#### TEXT PROVIDED
Sunday, January 26, 2020

Sleeping Bags and Stages of Life



My stage of life is best illustrated by the sleeping bags.

They are rolled up and tightly tied like well-behaved sleeping bags ought to be. Some are sleek, nylon, lightweight, and efficient--perfect for backpacking. Two are big, heavy, old cotton bags that would keep you warm in the Klondike. One or two are "mummy" shaped. Most are rectangular. Some are slipped into swishy nylon bags with drawstrings at the end.

They are piled on top of the two upright freezers in the back pantry and also on a shelf on the north wall. In among the sleeping bags, we have at least four foam mats also rolled up into cylinders.

Those sleeping bags have been everywhere: on the trampoline on lovely summer nights when siblings watched for shooting stars and cats came snuggling in the morning chill, spread all over the inside of a pop-up tent trailer out at the coast, down by the creek on boys' adventures [and washed down the creek inside a tent on one memorable occasion], up in the mountains, on road trips, on airplanes, across the country, and on youth-group camping trips.

[Data taken from a collection]
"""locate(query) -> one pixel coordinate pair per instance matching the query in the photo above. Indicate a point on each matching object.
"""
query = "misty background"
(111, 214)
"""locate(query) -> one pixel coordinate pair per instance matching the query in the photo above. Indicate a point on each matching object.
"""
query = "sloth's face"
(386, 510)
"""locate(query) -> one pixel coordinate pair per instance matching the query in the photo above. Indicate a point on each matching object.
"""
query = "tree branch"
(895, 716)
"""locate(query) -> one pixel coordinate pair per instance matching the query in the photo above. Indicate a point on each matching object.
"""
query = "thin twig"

==

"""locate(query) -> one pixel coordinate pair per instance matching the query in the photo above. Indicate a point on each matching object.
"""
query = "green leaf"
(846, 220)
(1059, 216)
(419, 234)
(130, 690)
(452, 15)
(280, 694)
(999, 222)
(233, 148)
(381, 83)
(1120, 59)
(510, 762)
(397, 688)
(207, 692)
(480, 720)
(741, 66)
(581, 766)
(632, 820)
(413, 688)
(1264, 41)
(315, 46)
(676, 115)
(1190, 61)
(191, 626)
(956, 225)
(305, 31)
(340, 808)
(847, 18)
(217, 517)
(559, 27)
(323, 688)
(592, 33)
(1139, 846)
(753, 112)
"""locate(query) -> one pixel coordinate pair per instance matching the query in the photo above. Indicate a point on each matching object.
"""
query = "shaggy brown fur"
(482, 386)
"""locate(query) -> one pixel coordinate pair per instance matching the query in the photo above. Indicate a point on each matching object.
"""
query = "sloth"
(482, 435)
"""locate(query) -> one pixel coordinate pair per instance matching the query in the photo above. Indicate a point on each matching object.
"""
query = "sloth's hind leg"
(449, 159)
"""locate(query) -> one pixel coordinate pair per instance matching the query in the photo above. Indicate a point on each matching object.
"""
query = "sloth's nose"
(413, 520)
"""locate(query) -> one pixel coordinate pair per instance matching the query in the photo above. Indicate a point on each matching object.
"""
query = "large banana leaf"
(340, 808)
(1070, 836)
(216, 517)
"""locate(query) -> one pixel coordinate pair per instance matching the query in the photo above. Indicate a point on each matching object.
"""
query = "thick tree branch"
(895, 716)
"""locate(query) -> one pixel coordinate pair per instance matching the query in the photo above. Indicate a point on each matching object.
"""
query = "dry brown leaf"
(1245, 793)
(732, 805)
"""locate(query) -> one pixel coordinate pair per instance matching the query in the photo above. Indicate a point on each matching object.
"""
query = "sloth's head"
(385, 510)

#### GOAL A
Find every line in the entries that contains the string "sloth" and copy each one out. Case counts.
#### GOAL B
Pick up the piece about sleeping bags and stages of life and keep writing from the point where it stops.
The text and the entries have no connection to each other.

#### RESPONSE A
query = "sloth's face"
query = "sloth"
query = "sloth's hind leg"
query = "sloth's nose"
query = "sloth's head"

#### RESPONSE B
And back home again.

Our son Steven moved home recently after living at a local fire station for two years and completing an intense out-of-state paramedic program.

I was happy to have him around again, and not only because he lifts heavy objects and comes up with good puns. Like all our offsprings, he is just a good person to have around.

As adult children do, he brought his things with him. And I felt an ancient panic rising.

Many many years ago, we moved to a 20 x 24 foot cabin on a reservation in Canada. We had three children aged 4, 2, and 8 weeks. We also didn't have running water, which I am saying only so you'll feel sorry for me and not because it is really relevant to this story.

A big challenge was Where to Put Things. I had pared down to the very basics of course, since we had to fly in all our belongings. But still. We had kettles, diapers, a radio, flour, soap, pajamas, and such things. And no dressers.

One weekend, early on, Paul went to Winnipeg for a teachers' meeting and managed to come back with a sack of shelf brackets and a stack of laminated boards. He lined our little restroom with shelves and put up a few more in the children's bedroom. I filled the shelves and put underwear and socks in our suitcases and slid them under our bed. It all fit. I was happy.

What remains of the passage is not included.